- _EXERCISE INSTRUCTIONS_:
Carry on the article below about development finance brokers and alternative lenders, starting right after its final sentence.

"Alternative finance, particularly peer-to-peer (P2P) property lending and crowdfunding, has emerged as widely popular, trusted and secure source of funding among finance brokers"
In a recent column, I explained why a solutions-focused lender is worth its weight in gold.
However, another hugely important figure in the property development process is that of development finance advisers and brokers who have long been an important part of the entire process to ensure the right lender is found for the right project. Data from IRESS suggests that up to 80% of all mortgages are now sold through brokers, and as development finance lenders at Blend Network we believe this figure is not enormously different in the development finance industry. The importance of development finance advisers and brokers comes from the fact that they hold the key to finding the the best deals from the right lenders.
As an alternative lender providing development finance and working with many development finance advisers and brokers in the industry, one interesting trend we have witnessed at Blend Netork in recent months is that advisers are increasingly turning to alternative lenders. Alternative finance, particularly peer-to-peer (P2P) property lending and crowdfunding, has emerged as widely popular, trusted and secure source of funding among finance brokers and financial advisers trying to secure the best development finance deals for their customers. Throughout the past year as the pandemic led to the 'lockdown on lending' at traditional lenders who were busy administering the Coronavirus Business Interruption Loan Scheme (CBILS), alternative lenders were often the only ones with an appetite for non-CBILS loans. This, of course, has helped build strong and long-lasting relationships between finance advisers and alternative lenders who have helped dynamically change the finance landscape.

- _DATA SHOWN_:
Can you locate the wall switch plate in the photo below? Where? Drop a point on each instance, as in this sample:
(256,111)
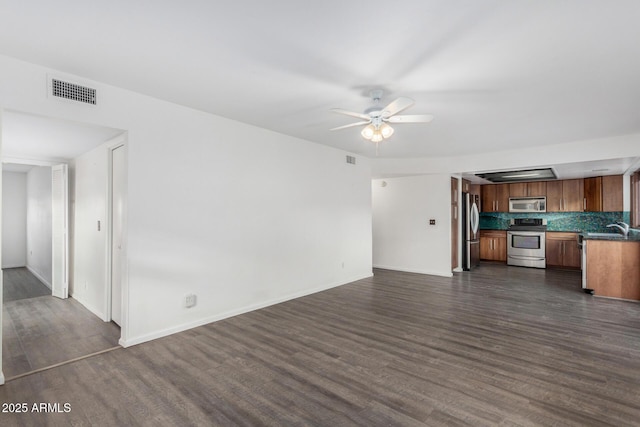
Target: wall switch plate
(190,301)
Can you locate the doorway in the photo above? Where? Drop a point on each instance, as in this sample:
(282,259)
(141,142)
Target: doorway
(65,328)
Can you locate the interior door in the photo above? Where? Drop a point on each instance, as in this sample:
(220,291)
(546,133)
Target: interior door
(117,212)
(60,228)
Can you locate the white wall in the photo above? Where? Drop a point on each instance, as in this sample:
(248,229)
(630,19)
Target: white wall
(402,237)
(90,199)
(14,219)
(241,216)
(39,223)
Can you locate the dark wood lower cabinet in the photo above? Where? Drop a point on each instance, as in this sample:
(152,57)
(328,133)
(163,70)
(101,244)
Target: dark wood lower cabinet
(493,245)
(562,250)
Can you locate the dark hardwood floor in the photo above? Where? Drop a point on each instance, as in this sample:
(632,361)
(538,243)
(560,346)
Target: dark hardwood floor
(499,346)
(39,331)
(20,283)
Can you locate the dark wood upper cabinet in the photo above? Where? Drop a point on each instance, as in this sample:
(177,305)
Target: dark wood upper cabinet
(612,193)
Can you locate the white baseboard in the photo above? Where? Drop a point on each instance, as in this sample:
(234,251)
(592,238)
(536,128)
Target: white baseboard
(13,266)
(89,307)
(217,317)
(39,276)
(413,270)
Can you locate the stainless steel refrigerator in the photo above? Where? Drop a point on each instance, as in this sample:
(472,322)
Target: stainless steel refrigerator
(470,231)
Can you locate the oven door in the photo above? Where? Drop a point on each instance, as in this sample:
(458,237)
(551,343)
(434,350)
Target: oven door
(526,244)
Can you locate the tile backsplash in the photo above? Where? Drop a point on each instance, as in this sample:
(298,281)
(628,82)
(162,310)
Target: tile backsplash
(594,222)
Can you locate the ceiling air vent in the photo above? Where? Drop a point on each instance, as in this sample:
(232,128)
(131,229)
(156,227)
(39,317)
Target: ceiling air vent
(73,92)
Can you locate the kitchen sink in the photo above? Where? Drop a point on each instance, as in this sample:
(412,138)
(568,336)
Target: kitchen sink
(608,235)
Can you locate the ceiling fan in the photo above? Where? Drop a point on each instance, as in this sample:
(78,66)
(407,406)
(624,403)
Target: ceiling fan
(377,118)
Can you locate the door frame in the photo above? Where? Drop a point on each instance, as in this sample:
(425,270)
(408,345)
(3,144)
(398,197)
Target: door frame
(119,141)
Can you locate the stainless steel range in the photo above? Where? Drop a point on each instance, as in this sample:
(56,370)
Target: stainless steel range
(526,242)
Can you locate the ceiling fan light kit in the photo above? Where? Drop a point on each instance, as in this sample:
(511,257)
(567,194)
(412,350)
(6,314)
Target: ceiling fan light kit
(377,120)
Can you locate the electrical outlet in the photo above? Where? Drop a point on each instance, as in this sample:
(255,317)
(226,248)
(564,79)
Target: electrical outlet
(190,301)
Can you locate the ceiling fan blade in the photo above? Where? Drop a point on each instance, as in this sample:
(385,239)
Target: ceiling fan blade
(397,106)
(352,125)
(410,118)
(351,113)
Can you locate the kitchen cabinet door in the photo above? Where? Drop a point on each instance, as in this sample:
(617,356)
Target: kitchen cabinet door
(562,250)
(612,193)
(553,252)
(572,254)
(493,245)
(486,248)
(500,248)
(593,194)
(518,189)
(502,198)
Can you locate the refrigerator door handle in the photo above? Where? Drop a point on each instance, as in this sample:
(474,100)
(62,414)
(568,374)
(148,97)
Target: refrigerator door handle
(474,218)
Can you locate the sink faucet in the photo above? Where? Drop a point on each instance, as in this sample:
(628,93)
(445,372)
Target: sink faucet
(624,228)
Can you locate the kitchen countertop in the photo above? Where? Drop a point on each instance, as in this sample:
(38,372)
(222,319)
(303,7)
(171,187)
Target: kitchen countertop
(615,237)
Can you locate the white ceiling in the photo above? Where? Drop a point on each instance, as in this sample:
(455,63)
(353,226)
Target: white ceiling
(32,139)
(496,74)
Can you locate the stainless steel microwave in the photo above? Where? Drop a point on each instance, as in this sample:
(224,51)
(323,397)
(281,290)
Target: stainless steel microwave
(527,204)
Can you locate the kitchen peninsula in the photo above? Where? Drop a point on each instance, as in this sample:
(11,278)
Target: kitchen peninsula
(611,266)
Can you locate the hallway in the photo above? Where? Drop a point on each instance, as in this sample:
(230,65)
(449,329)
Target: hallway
(40,330)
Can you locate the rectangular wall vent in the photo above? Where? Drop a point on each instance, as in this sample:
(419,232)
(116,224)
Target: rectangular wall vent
(73,92)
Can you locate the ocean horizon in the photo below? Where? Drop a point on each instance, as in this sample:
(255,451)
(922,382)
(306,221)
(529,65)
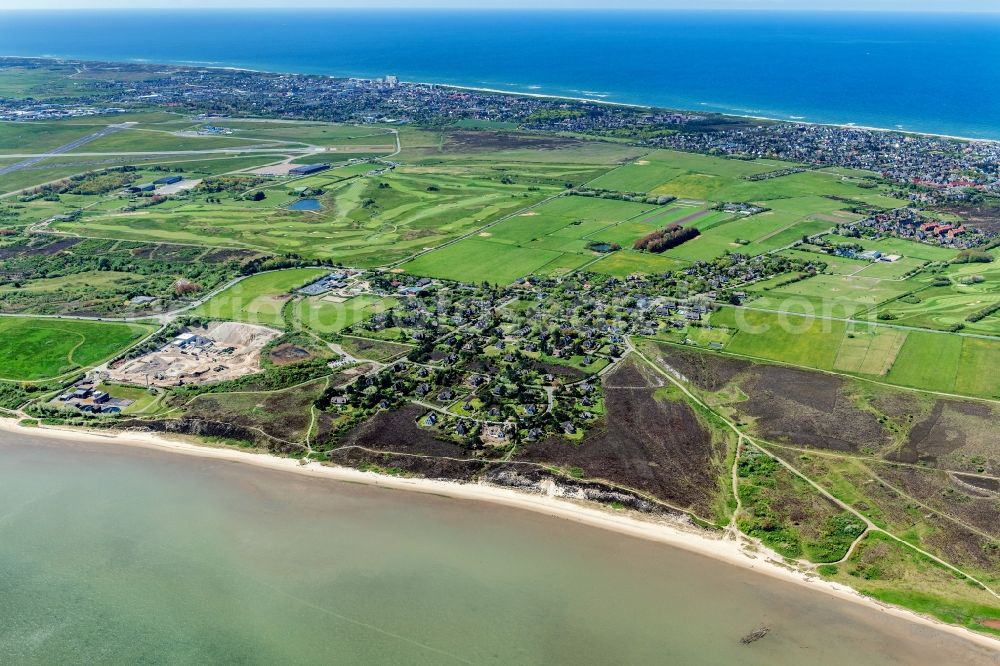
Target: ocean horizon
(895,71)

- _TASK RESPONSE_:
Alternative lenders are flexible, nimble and agile organisations fuelled by data technology. They are young dynamic organizations filled with entrepreneur-minded doers and go-getters and offer higher flexibility and one-on-one customer relationships compared to traditional lenders. They offer a less automated approach to traditional due diligence processes, so there is no ‘computer said no’ for borrowers. Furthermore, due to their nimbler size and the lack of heavy legacy processes, alternative finance platforms and P2P lenders offer a smoother, faster and more tailored customer service. While traditional lenders are often slowed down by complex practices and multiple management layers, alternative lenders are able to offer faster decision-making due to shorter and more effective reporting lines. Their user-friendly fintech platforms, innovative loan options and streamlined approvals driven by data analytics has allowed alternative lenders to take advantage of technology to meet the underserved needs of finance advisers and their customers while changing the lending landscape. As the past decade has seen incumbent banks and traditional lenders pull back from lending to property developers, especially SME developers and small construction companies, the opportunity to penetrate the lending market allowed the fast ascent of fintech companies.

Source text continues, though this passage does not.